## YOUR INSTRUCTIONS
For every record here, output an exact copy.

Collected data:
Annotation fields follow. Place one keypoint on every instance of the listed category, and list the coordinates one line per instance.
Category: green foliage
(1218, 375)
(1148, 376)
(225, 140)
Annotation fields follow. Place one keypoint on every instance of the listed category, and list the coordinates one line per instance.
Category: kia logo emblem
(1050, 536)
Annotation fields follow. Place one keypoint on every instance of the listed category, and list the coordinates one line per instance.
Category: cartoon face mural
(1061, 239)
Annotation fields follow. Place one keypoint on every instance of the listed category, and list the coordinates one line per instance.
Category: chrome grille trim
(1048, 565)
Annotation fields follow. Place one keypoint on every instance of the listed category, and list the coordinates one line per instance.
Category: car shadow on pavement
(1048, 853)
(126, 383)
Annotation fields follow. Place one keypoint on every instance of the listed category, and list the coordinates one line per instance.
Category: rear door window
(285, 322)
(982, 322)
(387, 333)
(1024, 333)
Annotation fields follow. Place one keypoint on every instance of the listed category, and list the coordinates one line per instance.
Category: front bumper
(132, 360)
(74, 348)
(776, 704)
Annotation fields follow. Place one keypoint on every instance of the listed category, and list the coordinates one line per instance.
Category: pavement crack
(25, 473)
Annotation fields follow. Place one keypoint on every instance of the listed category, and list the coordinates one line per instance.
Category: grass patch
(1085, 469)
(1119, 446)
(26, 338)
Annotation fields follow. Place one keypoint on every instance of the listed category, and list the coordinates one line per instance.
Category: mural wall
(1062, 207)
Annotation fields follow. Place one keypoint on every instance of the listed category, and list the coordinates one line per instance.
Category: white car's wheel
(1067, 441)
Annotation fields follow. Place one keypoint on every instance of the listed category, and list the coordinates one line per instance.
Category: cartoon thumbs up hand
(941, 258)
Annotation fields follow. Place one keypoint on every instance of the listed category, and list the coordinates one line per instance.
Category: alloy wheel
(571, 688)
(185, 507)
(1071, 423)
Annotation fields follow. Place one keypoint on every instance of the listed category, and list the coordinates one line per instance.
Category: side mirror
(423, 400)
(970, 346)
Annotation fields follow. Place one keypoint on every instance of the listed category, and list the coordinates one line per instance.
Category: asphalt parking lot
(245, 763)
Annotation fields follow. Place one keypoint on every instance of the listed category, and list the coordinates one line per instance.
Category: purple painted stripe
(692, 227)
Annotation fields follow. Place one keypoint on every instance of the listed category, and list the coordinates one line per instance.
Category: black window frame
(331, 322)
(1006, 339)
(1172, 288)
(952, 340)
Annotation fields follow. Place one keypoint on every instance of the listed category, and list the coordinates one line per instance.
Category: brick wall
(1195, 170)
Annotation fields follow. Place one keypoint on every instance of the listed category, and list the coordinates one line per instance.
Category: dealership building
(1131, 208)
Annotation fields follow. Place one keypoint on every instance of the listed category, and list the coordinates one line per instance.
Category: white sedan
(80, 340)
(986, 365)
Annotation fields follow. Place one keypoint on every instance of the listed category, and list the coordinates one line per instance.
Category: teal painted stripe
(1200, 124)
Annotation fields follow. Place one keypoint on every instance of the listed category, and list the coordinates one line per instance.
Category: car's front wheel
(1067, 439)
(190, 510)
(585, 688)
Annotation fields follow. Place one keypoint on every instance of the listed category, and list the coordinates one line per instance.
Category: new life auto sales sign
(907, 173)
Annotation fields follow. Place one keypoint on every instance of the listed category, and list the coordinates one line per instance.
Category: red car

## WRITTEN ANSWER
Annotation fields follow. Place one keypoint on every instance of the listed category, and list the coordinates one line per instance.
Category: green foliage
(1218, 375)
(1148, 376)
(225, 140)
Annotation fields follow. Place one keypoint on every instance of the listed category, and list the coordinates one line per instance.
Category: kia logo emblem
(1050, 536)
Annotation fields follow. Place one keypoint on every instance of the listed category, and list the coordinates one line per instance.
Category: cartoon face mural
(1061, 239)
Annotation fields follow. Place one keypoint on every instance of the listed category, and list the coordinates one line per instance.
Category: chrome grille trim
(1048, 565)
Annotation fields follow. Place one keypoint on every instance of the listed category, and list the coordinates one line per instance.
Category: car shadow on pavement
(1048, 853)
(126, 383)
Annotation fields follow. Place one keypoint on every instance of the listed category, and list the coordinates one line per instance.
Category: rear door window
(285, 322)
(982, 322)
(387, 333)
(1024, 333)
Annotation fields follow. Place one keypoint on every instance of the listed category, and list the coordinates one line per instance.
Category: front bumper
(132, 360)
(74, 348)
(776, 704)
Annotation fields follow. Place one keypoint on every instance of the listed category, and list the coordinates one line per instance.
Category: pavement crack
(25, 473)
Annotation fields follow. Place one keypoint on every instance of the listed category, and list the coordinates one line per instance.
Category: grass patch
(1085, 469)
(1119, 446)
(26, 338)
Annotation fields follow. Place one keypoint on every instance of the listed category, and list the coordinates one line per instance.
Category: mural wall
(1062, 207)
Annotation fields follow. Place one keypoint on every instance of the listed category, and list the coordinates one line per instance.
Category: white car's wheel
(1067, 441)
Annotation fields follow. Place one keypoint on every instance of the listed category, and list the coordinates one line per instance.
Category: cartoon thumbs up hand
(941, 258)
Annotation fields follow. Place one keypoint on every instance of the listed category, and list the coordinates one line per instance.
Category: alloy wheel
(571, 688)
(185, 507)
(1071, 423)
Annotation fields follow. Place one keypoint on every instance of the listed category, and list the coordinates one line per instance.
Category: side mirror
(423, 400)
(970, 346)
Annotation fields follow. Place one keypoint on every instance of the listed category, and list the coordinates one line per instance.
Category: asphalt parking lot
(245, 763)
Annotation fields follow. Place one keypoint on every instance of the listed category, and list the coordinates one line per instance.
Category: purple painted stripe
(692, 227)
Annotation fields follow. Place one keypoint on every instance of the listed category, and list the coordinates one line per instance.
Category: black window frame
(331, 322)
(1006, 339)
(1172, 288)
(952, 340)
Annotation fields follow. Place one keypoint on every instance of the listed category, and list the coordinates one line per instance.
Category: brick wall
(1195, 170)
Annotation fields follow. Place one keypoint on every instance of the listed category, and list the coordinates one line per instance.
Category: dealership building
(1131, 208)
Annotation fields follow. Place one keypoint on every instance of the listed category, and list the coordinates one line per instance.
Category: white sedan
(80, 340)
(986, 365)
Annotation fields follow. Place one keypoint on every instance of the listed category, and list the coordinates one line per instance.
Category: teal painted stripe
(1200, 124)
Annotation fields follow. Place one keypoint on every instance of the listed category, and list the coordinates one line per instance.
Category: car's front wheel
(1067, 439)
(190, 510)
(585, 688)
Annotation fields follow. Place one keypoint on every instance of the listed category, and list the coordinates one line per instance.
Category: new life auto sales sign
(907, 173)
Annotation fields follow. Place one keypoint on every instance of the listed category, and list the coordinates one line per instance.
Category: red car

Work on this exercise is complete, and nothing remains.